▶ [CONSIGNE]:
Prolongez le texte sur le litige fiscal de la SARL Royez Musik à partir de sa dernière phrase.

▶ [TEXTE FOURNI]:
........
Vu les autres pièces du dossier.

Vu :

- la convention fiscale signée le 22 juillet 1983 entre le gouvernement de la République française et le gouvernement de la République démocratique de Madagascar en vue d'éviter les doubles impositions, de prévenir l'évasion fiscale et d'établir des règles d'assistance administrative en matière fiscale ;

- le code général des impôts et le livre des procédures fiscales ;

- le code de justice administrative.

Les parties ont été régulièrement averties du jour de l'audience.

Ont été entendus au cours de l'audience publique :

- le rapport de M. Jean-François Papin, premier conseiller,

- les conclusions de M. Jean-Philippe Arruebo-Mannier, rapporteur public,

- et les observations de Me Le Faou, représentant la SARL Royez Musik.

Considérant ce qui suit :

Sur l'objet du litige :

1. La société à responsabilité limitée (SARL) Royez Musik, dont le siège est situé à Amiens (Somme), exerce une activité de vente d'instruments de musique, d'appareils de diffusion sonore et de matériels d'informatique musicale, ou encore de disques, de librairie et de papeterie musicale. Elle a fait l'objet d'une vérification de comptabilité portant sur la période s'étendant du 1er mai 2012 au 30 avril 2015. A l'issue de ce contrôle, le service vérificateur a estimé, d'une part, que la SARL Royez Musik avait omis de déclarer la taxe sur la valeur ajoutée collectée sur des rétrocessions de marchandises et, d'autre part, que les versements effectués par la SARL Royez Musik, durant la période vérifiée, à la société de droit malgache Roysons Industries constituaient des transferts de bénéfices qui devaient être qualifiés de distributions occultes, de sorte que les sommes correspondantes devaient être soumises à la retenue à la source prévue au 2 de l'article 119 bis du code général des impôts. L'administration a fait connaître à la SARL Royez Musik sa position sur ces points par une proposition de rectification qu'elle lui a adressée le 14 décembre 2016. Les observations formulées par la SARL Royez Musik n'ayant pas convaincu l'administration de reconsidérer son analyse, les rappels de taxe sur la valeur ajoutée et les cotisations de retenue à la source résultant des rectifications notifiées ont été mis en recouvrement, le 14 avril 2018, à hauteur des sommes respectives de 261 951 euros et de 22 343 euros, pénalités incluses.
........
▶ [ENREGISTREMENTS PRÉSENTÉS]:
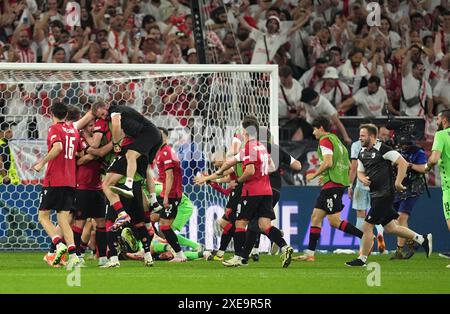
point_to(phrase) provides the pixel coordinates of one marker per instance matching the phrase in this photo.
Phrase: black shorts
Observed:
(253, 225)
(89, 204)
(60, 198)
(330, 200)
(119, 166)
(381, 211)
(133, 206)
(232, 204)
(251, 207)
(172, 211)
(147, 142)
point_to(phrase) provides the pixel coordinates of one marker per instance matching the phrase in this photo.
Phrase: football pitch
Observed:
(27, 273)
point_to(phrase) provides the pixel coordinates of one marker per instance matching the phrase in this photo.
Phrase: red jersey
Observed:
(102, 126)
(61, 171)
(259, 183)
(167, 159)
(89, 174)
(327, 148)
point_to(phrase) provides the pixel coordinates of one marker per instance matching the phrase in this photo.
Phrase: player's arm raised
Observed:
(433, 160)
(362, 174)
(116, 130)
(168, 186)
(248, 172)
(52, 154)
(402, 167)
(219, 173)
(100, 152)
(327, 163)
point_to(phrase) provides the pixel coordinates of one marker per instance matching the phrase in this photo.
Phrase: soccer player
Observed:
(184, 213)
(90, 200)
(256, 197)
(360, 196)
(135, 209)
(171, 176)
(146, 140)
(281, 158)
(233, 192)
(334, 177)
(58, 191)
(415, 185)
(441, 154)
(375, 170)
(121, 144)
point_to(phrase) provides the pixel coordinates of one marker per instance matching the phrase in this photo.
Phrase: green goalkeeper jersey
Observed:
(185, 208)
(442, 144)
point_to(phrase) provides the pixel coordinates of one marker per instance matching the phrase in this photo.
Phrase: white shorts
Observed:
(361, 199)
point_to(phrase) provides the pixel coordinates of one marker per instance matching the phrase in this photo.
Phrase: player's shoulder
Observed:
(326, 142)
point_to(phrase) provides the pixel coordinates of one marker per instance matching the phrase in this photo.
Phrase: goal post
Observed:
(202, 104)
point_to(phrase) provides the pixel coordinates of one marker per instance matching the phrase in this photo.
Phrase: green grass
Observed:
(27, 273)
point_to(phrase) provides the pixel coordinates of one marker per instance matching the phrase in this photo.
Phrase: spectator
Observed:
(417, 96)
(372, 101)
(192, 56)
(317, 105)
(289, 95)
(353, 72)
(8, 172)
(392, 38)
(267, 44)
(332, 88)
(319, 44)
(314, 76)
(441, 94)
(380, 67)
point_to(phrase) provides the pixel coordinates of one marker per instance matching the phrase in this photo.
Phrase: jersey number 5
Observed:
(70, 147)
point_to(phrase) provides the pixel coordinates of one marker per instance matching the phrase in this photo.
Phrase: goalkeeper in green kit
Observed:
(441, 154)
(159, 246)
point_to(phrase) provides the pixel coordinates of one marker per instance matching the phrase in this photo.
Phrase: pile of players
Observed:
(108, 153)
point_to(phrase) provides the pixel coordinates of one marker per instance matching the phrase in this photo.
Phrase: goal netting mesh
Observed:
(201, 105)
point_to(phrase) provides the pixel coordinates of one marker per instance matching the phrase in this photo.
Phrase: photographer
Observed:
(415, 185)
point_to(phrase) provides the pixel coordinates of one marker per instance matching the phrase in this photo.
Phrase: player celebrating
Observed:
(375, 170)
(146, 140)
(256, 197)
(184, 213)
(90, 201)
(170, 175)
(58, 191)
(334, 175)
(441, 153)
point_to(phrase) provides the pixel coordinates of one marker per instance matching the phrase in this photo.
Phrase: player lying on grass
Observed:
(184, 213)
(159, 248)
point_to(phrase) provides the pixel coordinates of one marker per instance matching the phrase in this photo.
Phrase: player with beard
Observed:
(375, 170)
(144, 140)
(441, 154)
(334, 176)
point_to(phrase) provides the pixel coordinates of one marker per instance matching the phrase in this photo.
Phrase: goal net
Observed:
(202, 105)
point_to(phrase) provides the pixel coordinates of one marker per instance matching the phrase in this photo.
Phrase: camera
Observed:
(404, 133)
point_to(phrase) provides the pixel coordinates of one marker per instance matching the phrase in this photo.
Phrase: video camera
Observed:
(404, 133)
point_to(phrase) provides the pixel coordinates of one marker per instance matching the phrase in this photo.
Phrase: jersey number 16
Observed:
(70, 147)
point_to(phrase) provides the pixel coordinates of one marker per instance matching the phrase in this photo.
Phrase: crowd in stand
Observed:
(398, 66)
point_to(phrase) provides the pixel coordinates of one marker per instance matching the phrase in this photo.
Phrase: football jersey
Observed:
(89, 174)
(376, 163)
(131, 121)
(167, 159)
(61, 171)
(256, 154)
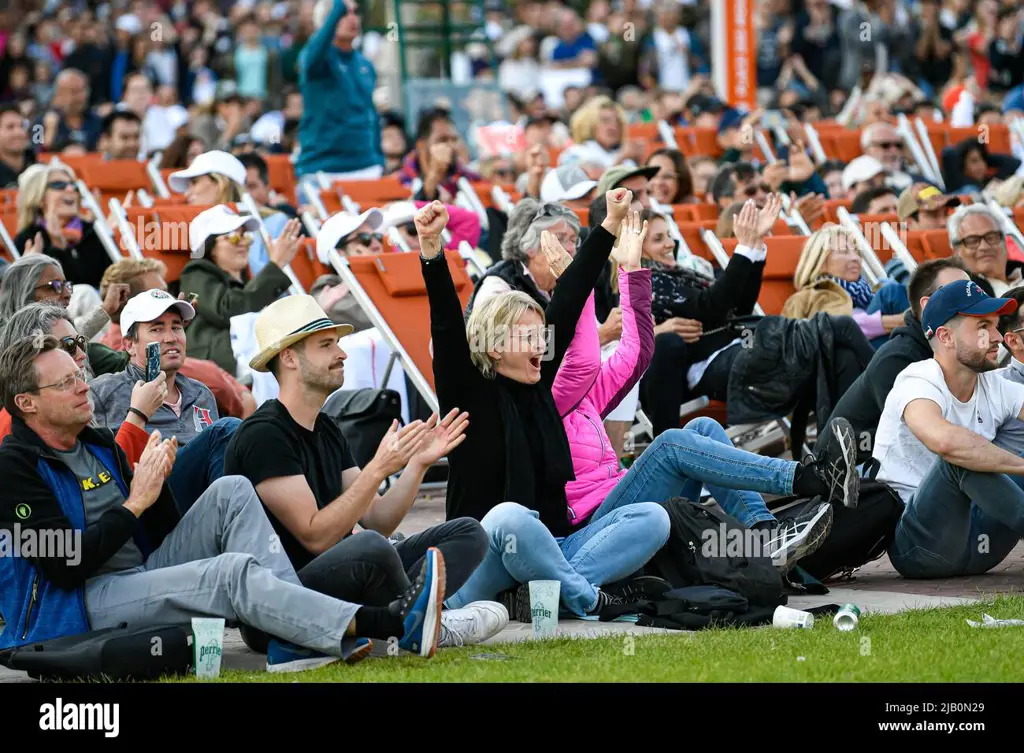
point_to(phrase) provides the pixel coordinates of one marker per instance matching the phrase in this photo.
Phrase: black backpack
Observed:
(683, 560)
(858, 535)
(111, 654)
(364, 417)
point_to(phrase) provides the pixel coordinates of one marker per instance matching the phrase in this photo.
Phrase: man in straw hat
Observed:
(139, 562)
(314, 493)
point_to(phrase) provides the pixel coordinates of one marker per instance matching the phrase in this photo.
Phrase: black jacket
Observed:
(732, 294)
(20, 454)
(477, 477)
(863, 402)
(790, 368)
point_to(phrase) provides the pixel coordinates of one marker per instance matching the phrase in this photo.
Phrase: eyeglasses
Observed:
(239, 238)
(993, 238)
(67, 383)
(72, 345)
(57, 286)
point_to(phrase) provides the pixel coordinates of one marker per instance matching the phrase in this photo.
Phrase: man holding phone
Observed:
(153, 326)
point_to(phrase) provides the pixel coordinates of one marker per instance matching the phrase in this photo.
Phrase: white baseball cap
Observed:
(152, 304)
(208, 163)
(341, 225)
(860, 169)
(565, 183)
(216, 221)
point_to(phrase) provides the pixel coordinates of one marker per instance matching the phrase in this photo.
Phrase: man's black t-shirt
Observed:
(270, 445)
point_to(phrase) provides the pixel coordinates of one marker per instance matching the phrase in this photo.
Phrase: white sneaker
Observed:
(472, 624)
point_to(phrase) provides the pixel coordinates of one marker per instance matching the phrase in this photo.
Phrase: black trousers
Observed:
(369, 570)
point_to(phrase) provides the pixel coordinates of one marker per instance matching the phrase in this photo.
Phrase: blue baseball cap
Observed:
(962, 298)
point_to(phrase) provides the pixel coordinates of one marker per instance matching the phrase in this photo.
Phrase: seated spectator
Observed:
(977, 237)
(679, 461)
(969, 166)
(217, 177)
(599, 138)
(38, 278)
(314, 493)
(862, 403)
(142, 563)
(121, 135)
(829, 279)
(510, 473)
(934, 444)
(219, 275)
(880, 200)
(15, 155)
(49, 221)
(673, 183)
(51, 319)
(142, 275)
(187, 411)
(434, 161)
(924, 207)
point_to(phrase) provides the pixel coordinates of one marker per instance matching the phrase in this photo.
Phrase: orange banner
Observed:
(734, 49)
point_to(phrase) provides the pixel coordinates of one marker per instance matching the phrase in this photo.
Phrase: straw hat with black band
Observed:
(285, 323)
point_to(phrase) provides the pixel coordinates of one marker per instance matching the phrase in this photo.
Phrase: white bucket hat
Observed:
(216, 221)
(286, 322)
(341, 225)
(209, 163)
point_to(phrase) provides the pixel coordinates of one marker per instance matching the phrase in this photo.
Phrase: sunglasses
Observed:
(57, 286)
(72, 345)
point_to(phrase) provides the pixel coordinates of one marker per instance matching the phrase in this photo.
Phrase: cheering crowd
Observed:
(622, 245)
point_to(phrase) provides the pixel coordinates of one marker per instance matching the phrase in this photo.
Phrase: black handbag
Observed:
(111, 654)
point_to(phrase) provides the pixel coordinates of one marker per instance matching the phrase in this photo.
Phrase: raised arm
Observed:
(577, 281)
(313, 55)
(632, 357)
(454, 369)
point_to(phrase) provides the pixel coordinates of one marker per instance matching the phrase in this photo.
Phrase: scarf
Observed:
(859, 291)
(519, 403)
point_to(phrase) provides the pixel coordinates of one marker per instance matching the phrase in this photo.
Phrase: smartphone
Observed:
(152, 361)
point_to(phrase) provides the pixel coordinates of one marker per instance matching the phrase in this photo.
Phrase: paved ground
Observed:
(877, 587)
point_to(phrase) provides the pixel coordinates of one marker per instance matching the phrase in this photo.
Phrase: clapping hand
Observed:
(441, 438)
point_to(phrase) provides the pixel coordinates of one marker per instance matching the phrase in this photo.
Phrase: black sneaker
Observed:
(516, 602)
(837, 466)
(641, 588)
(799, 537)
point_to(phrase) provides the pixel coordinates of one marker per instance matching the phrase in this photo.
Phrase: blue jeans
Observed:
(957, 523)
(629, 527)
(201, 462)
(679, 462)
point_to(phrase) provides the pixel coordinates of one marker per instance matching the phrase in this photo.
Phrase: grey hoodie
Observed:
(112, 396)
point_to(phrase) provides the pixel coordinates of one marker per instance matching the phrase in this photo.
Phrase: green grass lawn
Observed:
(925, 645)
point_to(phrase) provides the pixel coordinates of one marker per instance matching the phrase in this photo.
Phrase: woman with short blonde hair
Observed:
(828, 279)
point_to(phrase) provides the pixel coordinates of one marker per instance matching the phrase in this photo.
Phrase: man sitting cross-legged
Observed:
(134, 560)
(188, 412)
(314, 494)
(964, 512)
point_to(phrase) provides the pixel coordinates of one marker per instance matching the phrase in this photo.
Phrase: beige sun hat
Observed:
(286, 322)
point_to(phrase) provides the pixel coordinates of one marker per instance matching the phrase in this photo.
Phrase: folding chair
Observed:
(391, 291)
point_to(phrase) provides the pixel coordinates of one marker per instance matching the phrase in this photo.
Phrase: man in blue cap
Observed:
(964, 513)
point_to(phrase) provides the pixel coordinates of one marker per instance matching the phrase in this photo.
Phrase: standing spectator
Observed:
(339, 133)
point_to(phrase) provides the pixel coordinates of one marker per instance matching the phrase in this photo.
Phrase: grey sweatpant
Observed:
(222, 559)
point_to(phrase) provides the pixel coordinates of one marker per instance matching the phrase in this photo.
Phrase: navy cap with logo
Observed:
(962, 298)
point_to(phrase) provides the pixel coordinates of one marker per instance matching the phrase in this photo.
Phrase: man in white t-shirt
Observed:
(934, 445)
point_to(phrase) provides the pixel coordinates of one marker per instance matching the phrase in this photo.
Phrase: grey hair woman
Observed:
........
▶ [RÉPONSE ATTENDUE]:
2. Sa réclamation ayant été rejetée, la SARL Royez Musik a porté le litige devant le tribunal administratif d'Amiens en lui demandant de prononcer, en droits et pénalités, la décharge, d'une part, des rappels de taxe sur la valeur ajoutée mis à sa charge au titre de la période s'étendant du 1er mai 2012 au 30 avril 2015, d'autre part, de la retenue à la source à laquelle elle a été assujettie au titre de l'année 2014. La SARL Royez Musik relève appel du jugement du 13 avril 2023 par lequel le tribunal administratif d'Amiens a rejeté cette demande.

Sur la régularité de la procédure d'imposition :

3. En vertu de l'article L. 57 du livre des procédures fiscales, dont les dispositions sont applicables lorsque, comme en l'espèce, la procédure de rectification contradictoire prévue aux articles L. 55 et suivants de ce livre a été mise en œuvre, l'administration adresse au contribuable une proposition de rectification qui doit être motivée de manière à lui permettre de formuler ses observations ou de faire connaître son acceptation.

4. Il ressort des mentions mêmes de la proposition de rectification qui a été adressée le 14 décembre 2016 à la SARL Royez Musik que celle-ci, qui précise les impôts ainsi que les années et périodes d'imposition qu'elle concerne, comporte, en outre, la mention des dispositions du code général des impôts sur lesquelles se fondent ces rectifications, à savoir celles, d'une part, du I de l'article 256 du code général des impôts et du a du 1 de l'article 269 de ce code et, d'autre part, du c de l'article 111 et du 2 de l'article 119 bis du même code.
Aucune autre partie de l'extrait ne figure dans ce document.